Задание 1 — Перепишите целиком все строки записей на отрезке от строки с «of the wooden» до строки с «of the person» включительно, сместив каждую координату в ответах на 57.

Илья Григорьевич давно рвался на фронт, но мы его не пускали. Все-таки он был уже не молод и делал в редакции очень важное дело. Никто не мог упрекнуть Эренбурга за "тыловой образ жизни". А свое бесстрашие он доказал еще в Испании.
Однажды, в июле кажется, когда немецкие самолеты стали прорываться к Москве, а Илья Григорьевич – в который уже раз! – завел разговор о командировке на фронт, я предложил ему:
– Поезжайте к нашим летчикам. Чем там не фронт?
Эренбург рад был и этому. Тотчас отправился в авиаполк, сбивший уже с десяток немецких бомбардировщиков. Пробыл там день и целую ночь, а утром прямо с аэродрома зашел ко мне. Его будто подменили. Куда девались недавняя угрюмость и суховатая сдержанность! Он словно бы сбросил с плеч стопудовую тяжесть переживаний, давивших в те трудные дни каждого из нас. Увлеченно стал делиться со мною впечатлениями, навеянными поездкой. Потом поделился этим и с читателями "Красной звезды":
"Идиллические окрестности Москвы – леса, речка, лужайки с яркими цветами, запах смолы и сена. Никто не догадается, что здесь командный пункт аэродрома. Воздух Москвы охраняют смелые летчики.
Под вечер тихо. Некоторые летчики спят, другие читают газеты или валяются на траве. Близок час ночной работы. Телефон: "Группа бомбардировщиков замечена над Вязьмой". Летчики наготове. Мощные прожекторы пронизывают небо, их лучи рыщут, мечутся, настигают незримого врага. Вот он... И тотчас вдогонку несется истребитель.
Двадцать минут длится воздушный бой. Слышны пулеметные очереди. В небе огоньки. И вдруг над лесом пламя – это летит вниз "юнкерс".
Эренбург познакомился тогда с незаурядным летчиком – лейтенантом Титенковым и довольно подробно рассказал о нем в газете. Писательское чутье не подвело Эренбурга. Вскоре Константину Титенкову было присвоено звание Героя Советского Союза.
Грешным делом, я рассчитывал, что эта поездка хоть на какое-то время угомонит Илью Григорьевича. Куда там! После нее он еще настойчивее стал домогаться командировки на фронт. И я решил: пусть уж едет вместе со мной, все же, полагал я, мне легче будет совладать там с ним, чем кому-нибудь другому, – где не достанет силы убеждения, выручит редакторская власть.
...Рано утром Илья Григорьевич впервые облачился в военную форму. Вид у него был далеко не бравый. Из того, что имелось на нашем вещевом складе, Василий Иванович Одецков с трудом подобрал для сутулой фигуры Эренбурга мало-мальски сносные гимнастерку и бриджи. А вот с сапогами оказалось хуже – голенища болтались на тонких икрах, как порожние ведра. И с пилоткой не ладилось: из-под нее все время выползали космы; это раздражало Эренбурга – он сдвигал ее то к правому, то к левому виску.
Мы сразу же отправились в путь. С нами поехал еще писатель Борис Галин: редакция продолжала усиливать свою спецкоровскую группу на Брянском фронте.

Исходные данные —
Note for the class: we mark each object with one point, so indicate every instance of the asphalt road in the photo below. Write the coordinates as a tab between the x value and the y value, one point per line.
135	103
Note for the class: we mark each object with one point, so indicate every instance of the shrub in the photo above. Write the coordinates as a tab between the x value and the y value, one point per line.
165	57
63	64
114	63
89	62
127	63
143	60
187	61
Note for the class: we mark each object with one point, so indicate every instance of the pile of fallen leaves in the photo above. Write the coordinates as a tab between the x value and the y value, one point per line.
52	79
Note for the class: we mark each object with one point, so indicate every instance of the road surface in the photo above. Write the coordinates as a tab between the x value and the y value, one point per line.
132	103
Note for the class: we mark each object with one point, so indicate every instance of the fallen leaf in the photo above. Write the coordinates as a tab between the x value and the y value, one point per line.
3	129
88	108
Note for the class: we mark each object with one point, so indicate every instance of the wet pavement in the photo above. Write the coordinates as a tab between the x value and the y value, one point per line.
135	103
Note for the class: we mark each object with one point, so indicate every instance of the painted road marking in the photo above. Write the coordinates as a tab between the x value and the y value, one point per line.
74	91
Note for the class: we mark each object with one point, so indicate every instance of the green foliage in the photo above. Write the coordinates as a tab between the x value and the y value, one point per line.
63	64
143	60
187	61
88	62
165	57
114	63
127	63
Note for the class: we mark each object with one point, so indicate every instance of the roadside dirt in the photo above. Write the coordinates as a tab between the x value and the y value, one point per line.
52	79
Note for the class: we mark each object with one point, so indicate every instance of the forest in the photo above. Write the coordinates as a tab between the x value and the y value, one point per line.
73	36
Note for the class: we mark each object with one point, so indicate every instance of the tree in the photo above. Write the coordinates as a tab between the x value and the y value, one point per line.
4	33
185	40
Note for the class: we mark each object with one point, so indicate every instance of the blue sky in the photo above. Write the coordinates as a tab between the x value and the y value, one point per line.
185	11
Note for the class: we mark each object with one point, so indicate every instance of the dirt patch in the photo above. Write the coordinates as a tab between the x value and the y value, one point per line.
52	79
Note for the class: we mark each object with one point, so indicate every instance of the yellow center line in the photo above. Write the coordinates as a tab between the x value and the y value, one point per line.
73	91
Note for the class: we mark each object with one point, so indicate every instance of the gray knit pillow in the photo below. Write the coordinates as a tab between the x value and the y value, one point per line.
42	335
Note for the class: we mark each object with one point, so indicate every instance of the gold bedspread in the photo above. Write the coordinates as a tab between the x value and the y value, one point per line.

...

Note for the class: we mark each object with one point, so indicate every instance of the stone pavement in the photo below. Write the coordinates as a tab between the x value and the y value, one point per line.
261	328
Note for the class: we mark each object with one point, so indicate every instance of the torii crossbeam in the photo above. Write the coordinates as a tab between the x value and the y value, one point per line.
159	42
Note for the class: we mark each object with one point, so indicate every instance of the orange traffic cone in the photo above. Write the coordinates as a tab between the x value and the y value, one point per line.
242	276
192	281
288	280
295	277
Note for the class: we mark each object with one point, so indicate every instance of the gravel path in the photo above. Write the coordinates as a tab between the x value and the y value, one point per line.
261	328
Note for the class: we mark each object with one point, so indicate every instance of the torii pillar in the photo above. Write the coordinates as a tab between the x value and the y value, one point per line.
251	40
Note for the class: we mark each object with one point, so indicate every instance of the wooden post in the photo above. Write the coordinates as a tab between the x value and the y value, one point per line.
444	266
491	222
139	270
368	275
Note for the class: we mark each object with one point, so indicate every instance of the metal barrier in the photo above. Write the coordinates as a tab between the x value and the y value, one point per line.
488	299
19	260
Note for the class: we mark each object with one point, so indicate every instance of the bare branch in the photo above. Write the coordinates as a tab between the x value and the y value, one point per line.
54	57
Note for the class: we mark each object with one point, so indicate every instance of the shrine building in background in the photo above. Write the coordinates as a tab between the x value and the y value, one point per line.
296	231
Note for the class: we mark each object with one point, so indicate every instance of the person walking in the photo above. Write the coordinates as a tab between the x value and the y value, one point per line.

...

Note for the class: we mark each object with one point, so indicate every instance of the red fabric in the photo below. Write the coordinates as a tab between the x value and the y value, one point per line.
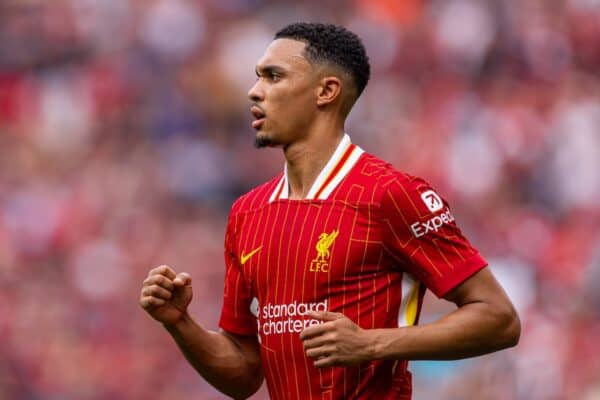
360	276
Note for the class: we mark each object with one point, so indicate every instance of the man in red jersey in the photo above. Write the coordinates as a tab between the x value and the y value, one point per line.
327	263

Задание 2 — Какое звание, согласно отрывку об Илье Эренбурге, вскоре было присвоено Константину Титенкову?

Готовый ответ 1 —
Note for the class: we mark each object with one point, so indicate every instance of the wooden post in the photo above. Write the coordinates as a tab between the x value and the y value, one point per line.
501	323
548	279
196	327
425	332
Note for the class: we mark each object with one point, so indicate every instance of the metal barrier in the photo above. Write the coordinates as a tab between the x value and the y value, one point per line.
545	356
76	317
Note for the class: we mark each object with one point, so indicate every instance of the bare branch in the photo above. Write the coordinates as a tab between the x value and the y value, one point per line.
111	114
Note for the class: we mark each object with one point, so indicate every instance of the shrine building in background in the photo above. Write the coordinates as a tab between the x value and the y value, one point per line.
353	288
Note for the class: we mark each object with one point, so indicate every instance of the person walking in the photo above. Write the coordinates as a tab between the x value and the y value, one point per line.

Готовый ответ 2 — Звание Героя Советского Союза.